(begin)

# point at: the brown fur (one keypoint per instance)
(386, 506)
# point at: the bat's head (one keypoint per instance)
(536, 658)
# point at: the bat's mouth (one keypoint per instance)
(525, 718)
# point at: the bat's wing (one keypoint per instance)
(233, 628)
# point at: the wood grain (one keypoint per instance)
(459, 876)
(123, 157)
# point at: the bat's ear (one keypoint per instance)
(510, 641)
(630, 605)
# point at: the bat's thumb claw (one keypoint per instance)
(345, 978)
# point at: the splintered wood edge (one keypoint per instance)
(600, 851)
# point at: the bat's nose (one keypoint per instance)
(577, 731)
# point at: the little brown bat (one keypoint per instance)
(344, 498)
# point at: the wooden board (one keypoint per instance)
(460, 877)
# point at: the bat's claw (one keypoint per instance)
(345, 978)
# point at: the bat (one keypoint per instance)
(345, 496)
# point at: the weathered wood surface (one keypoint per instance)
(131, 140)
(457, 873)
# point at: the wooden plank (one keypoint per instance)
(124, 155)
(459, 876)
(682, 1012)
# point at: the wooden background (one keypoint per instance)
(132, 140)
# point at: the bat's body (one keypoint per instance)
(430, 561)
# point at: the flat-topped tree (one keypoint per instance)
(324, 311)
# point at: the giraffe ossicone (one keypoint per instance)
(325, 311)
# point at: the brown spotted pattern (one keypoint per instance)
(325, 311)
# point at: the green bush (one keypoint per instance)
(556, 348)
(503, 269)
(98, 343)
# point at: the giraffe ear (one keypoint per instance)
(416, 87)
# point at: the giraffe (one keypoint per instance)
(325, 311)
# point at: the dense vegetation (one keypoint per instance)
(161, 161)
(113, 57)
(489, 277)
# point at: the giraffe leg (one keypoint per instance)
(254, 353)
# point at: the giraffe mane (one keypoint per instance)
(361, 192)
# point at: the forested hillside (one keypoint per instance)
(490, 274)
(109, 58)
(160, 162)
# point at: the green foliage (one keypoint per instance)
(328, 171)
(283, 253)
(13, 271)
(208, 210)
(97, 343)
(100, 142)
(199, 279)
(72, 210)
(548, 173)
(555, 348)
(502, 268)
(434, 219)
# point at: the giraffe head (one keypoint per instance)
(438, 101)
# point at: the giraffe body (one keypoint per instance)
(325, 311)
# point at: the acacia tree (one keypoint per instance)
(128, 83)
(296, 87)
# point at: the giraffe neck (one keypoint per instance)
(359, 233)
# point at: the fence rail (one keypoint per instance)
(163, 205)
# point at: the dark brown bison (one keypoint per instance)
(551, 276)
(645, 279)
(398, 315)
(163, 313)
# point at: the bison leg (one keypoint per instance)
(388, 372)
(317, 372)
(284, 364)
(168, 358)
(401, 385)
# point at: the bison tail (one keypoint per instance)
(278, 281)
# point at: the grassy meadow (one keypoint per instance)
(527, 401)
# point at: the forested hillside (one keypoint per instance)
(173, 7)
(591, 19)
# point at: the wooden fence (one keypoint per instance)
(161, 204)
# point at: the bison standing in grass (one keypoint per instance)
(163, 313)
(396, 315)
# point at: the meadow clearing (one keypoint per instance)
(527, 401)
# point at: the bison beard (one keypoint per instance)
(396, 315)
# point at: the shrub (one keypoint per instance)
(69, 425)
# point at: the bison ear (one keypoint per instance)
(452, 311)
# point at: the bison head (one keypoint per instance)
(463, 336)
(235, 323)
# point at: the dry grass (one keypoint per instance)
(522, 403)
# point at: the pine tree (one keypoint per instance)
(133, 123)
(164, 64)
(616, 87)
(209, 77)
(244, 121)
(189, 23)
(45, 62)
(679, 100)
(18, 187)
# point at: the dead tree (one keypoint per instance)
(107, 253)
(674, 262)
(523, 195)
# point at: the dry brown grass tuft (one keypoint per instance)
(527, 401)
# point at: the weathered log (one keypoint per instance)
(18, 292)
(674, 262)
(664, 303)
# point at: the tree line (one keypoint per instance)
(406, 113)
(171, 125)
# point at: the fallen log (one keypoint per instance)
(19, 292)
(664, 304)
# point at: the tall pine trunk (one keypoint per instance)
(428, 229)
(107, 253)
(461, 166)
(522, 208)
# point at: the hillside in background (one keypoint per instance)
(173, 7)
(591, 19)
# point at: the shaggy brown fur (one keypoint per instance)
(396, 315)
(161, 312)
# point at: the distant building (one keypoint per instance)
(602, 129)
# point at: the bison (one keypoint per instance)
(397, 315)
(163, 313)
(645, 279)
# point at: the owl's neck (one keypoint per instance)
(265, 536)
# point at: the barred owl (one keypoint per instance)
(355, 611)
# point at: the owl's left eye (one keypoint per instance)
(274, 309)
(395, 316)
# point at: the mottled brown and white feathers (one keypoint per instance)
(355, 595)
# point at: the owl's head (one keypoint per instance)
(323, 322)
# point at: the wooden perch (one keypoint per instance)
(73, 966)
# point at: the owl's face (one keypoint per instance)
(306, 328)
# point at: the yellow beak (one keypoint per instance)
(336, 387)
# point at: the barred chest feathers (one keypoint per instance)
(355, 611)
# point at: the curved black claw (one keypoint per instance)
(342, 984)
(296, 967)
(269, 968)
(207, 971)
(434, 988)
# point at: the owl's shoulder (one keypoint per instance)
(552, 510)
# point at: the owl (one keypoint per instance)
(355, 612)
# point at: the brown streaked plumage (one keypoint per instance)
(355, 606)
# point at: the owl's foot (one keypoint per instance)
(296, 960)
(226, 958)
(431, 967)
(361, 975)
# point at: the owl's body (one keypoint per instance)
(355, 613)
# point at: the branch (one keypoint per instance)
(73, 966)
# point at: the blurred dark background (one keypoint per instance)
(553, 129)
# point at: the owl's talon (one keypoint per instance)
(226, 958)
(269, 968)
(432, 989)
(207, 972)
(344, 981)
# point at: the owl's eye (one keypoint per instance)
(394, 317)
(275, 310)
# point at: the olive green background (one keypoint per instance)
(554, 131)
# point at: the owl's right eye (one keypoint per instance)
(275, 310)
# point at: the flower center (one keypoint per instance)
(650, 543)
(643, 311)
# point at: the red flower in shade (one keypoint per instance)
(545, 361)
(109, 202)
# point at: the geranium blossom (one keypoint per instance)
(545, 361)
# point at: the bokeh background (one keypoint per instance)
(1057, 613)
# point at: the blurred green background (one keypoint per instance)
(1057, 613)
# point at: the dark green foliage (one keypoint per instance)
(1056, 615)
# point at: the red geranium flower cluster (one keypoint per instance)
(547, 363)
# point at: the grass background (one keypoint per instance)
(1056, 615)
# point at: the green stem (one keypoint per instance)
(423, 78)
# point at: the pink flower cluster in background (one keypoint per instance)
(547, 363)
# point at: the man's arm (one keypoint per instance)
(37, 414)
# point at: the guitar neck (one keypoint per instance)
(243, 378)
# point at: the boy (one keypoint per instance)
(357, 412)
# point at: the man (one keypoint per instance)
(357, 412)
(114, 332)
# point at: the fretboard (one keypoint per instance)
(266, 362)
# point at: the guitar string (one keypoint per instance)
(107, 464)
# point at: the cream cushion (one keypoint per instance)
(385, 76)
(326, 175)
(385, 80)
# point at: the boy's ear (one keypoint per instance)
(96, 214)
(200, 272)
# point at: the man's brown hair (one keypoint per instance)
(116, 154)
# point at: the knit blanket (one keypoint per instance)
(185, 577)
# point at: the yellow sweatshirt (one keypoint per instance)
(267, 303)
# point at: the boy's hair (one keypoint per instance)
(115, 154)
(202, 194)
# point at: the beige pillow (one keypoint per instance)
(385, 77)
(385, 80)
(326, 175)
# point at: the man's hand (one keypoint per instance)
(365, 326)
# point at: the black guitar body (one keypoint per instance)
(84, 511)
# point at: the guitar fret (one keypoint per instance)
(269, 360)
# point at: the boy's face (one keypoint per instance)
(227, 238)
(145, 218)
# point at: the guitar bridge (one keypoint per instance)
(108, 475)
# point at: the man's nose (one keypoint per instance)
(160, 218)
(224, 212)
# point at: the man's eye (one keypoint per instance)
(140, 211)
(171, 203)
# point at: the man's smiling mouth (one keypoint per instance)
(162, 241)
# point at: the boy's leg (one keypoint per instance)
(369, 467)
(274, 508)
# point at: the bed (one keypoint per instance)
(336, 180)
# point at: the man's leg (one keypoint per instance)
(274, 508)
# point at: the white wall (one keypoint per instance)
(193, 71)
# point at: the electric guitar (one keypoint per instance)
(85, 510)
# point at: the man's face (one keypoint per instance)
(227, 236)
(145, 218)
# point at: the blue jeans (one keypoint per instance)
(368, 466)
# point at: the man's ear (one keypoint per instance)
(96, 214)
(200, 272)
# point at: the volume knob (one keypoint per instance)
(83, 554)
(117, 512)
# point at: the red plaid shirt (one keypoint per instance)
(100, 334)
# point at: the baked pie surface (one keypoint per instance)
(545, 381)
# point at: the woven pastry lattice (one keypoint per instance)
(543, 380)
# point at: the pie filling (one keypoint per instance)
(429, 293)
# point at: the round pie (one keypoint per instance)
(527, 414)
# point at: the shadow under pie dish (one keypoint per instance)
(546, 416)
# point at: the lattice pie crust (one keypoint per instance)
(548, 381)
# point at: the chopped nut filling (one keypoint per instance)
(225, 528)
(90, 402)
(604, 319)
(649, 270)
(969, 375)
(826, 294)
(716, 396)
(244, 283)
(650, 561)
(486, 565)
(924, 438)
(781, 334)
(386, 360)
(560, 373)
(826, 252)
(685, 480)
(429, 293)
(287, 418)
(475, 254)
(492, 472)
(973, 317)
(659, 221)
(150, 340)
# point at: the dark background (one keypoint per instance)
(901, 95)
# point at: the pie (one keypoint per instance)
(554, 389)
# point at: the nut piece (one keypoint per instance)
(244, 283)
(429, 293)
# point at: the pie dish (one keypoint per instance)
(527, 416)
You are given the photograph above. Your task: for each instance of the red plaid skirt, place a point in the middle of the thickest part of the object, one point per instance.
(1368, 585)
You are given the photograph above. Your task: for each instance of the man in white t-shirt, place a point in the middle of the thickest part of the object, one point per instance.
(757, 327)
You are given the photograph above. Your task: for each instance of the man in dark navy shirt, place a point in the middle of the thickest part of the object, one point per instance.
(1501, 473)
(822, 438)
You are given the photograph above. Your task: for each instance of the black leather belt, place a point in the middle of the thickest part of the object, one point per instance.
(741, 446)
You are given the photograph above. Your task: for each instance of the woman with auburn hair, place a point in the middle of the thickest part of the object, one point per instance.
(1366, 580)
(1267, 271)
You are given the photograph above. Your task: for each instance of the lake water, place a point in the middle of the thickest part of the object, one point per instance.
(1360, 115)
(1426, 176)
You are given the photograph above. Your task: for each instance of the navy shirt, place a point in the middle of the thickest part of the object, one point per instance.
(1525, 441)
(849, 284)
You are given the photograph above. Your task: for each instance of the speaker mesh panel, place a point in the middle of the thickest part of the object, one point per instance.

(end)

Begin with the line containing "# point at: the dark background" and repeat each line exactly until the records above end.

# point at: the dark background (one keypoint per instance)
(901, 95)
# point at: the pie (one keypoint per instance)
(554, 389)
# point at: the nut piece (one keypoint per instance)
(244, 283)
(429, 293)
# point at: the pie dish (one keypoint per instance)
(527, 416)
You are given the photograph above. Your task: for each instance of the red plaid skirt, place a point in the middle of the thickest part of the object, one point per instance.
(1368, 585)
You are given the photograph above. Your task: for each instance of the man in white t-shirt, place a point in the middle of the thickest part of the object, one point per instance.
(757, 327)
You are given the photograph above. Your task: for each instance of the man in dark navy shirt, place a point in the middle of the thickest part of the object, one point per instance.
(1501, 473)
(822, 438)
You are given the photograph above. Your task: for each instance of the black leather belt, place a point in the middle of the thickest part of the object, one point per instance.
(741, 446)
You are given the photograph above. Your task: for each instance of the woman with auburn hair, place a point in the middle of the thickest part of the object, one point per instance.
(1366, 580)
(1267, 271)
You are given the photograph above. Your task: for each instance of the lake water, place a point in the middle of the thickest part of the object, one point per instance.
(1360, 115)
(1426, 176)
You are given the photograph above. Your task: for each instance of the navy shirt, place a point in the middle of the thickest part of the object, one point per instance.
(1525, 441)
(849, 284)
You are given the photograph above. Your task: for each instance of the speaker mesh panel, place a point in the middle of the thickest part of the object, one point per instance.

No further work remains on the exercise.